Task details:
Please copy the records from the start through the line containing "[139,154,371,280]", requests included, and shift every bounding box coordinate in the answers up by 141.

⟨

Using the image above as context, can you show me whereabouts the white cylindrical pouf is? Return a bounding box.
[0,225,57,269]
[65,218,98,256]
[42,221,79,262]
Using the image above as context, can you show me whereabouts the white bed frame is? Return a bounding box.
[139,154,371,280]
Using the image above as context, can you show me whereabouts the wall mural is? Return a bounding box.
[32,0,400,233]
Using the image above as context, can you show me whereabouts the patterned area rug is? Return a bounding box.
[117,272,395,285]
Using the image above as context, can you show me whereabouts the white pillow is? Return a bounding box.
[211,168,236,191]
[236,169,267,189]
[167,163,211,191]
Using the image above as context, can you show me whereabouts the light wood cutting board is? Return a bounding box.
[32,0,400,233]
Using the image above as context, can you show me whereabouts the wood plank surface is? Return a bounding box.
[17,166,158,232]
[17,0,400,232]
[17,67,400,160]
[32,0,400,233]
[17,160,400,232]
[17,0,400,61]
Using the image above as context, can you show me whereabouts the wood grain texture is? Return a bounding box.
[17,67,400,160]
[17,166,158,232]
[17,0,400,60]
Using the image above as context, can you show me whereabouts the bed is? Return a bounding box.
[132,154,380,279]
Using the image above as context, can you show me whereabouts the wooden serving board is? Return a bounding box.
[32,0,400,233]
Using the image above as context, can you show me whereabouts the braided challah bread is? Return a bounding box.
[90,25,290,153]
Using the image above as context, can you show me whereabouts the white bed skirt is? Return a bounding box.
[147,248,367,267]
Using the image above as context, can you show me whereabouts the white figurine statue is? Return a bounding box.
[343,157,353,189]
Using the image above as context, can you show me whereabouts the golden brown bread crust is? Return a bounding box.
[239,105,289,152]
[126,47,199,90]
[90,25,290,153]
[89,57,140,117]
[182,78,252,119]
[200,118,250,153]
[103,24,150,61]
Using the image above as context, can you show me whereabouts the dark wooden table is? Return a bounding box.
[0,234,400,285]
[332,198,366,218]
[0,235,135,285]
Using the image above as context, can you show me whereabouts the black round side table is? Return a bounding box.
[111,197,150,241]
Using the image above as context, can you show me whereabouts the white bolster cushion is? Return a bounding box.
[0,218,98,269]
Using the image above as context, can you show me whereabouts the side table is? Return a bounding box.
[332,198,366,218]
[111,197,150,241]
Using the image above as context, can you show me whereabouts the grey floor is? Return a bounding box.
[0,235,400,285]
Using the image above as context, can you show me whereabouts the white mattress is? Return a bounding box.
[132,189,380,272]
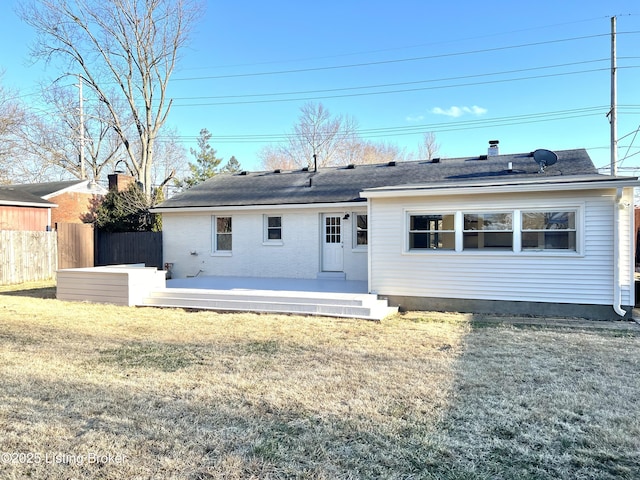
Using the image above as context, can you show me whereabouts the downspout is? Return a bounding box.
[613,187,627,317]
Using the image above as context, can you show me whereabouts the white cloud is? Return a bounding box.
[431,105,487,118]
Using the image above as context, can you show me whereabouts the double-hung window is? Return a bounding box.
[462,212,513,250]
[213,217,233,253]
[521,210,576,251]
[264,215,282,245]
[409,213,456,250]
[354,213,369,248]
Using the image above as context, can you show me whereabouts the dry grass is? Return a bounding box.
[0,285,640,479]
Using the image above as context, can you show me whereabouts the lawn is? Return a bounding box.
[0,285,640,479]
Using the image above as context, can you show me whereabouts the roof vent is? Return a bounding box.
[487,140,500,157]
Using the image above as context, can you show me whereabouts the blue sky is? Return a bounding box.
[0,0,640,175]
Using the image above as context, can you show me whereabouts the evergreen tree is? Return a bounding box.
[95,183,162,233]
[220,156,242,173]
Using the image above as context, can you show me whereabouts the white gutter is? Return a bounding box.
[149,201,367,213]
[612,187,627,317]
[360,178,640,198]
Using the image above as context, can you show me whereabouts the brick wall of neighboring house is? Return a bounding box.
[48,192,102,225]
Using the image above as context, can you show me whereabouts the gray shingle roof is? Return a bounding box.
[0,186,55,207]
[158,149,598,208]
[9,180,86,197]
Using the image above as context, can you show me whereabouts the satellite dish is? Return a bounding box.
[533,148,558,173]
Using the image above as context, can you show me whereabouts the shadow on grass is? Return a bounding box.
[0,286,56,299]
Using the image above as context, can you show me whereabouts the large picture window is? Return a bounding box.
[463,213,513,250]
[522,211,576,251]
[405,207,581,255]
[409,213,456,250]
[213,217,233,252]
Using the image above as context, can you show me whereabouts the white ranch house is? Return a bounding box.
[155,150,640,319]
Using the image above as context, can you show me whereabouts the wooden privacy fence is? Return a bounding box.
[0,230,58,285]
[95,230,162,269]
[56,223,94,269]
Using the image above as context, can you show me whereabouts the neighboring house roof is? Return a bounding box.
[158,149,611,211]
[0,186,57,208]
[9,180,107,199]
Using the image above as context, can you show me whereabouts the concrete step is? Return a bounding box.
[142,288,397,320]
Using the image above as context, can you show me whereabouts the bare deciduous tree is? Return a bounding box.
[258,103,405,170]
[259,102,357,168]
[20,85,127,180]
[20,0,201,195]
[0,76,25,183]
[418,132,440,160]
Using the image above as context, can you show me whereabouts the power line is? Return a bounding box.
[174,66,638,108]
[173,31,640,82]
[156,105,608,143]
[173,58,609,100]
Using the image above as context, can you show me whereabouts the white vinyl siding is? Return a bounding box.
[369,190,631,305]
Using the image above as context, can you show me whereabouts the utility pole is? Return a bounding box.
[78,74,87,180]
[609,17,618,177]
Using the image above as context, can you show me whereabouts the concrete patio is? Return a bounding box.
[167,276,367,293]
[141,276,398,320]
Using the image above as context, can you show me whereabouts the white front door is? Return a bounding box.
[322,214,344,272]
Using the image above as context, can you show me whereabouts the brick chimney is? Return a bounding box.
[487,140,500,157]
[108,173,136,193]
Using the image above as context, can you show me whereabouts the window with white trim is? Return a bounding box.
[264,215,282,244]
[213,217,233,253]
[462,212,513,250]
[405,207,582,255]
[354,213,369,248]
[521,210,577,251]
[409,213,456,250]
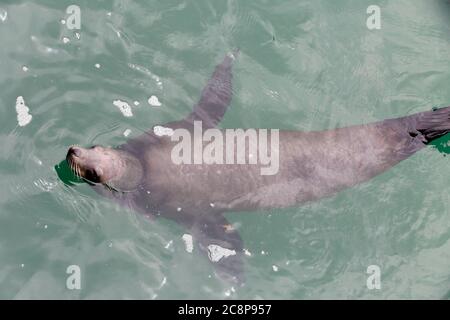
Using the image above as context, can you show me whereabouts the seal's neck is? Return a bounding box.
[104,150,144,192]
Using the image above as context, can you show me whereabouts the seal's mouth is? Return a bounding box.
[66,146,84,179]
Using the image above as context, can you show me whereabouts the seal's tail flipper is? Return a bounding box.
[410,107,450,143]
[191,213,244,285]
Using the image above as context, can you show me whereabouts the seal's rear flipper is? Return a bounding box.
[410,107,450,143]
[191,213,244,285]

⟩

Answer to the problem:
Using the image above as context, can you show me whereabouts the white cylindrical pouf is? Return a bounding box.
[141,366,198,410]
[206,359,239,397]
[183,362,220,403]
Using the image above as context, can you show me whereabouts the white bed frame is? Return a bounding box.
[280,295,512,421]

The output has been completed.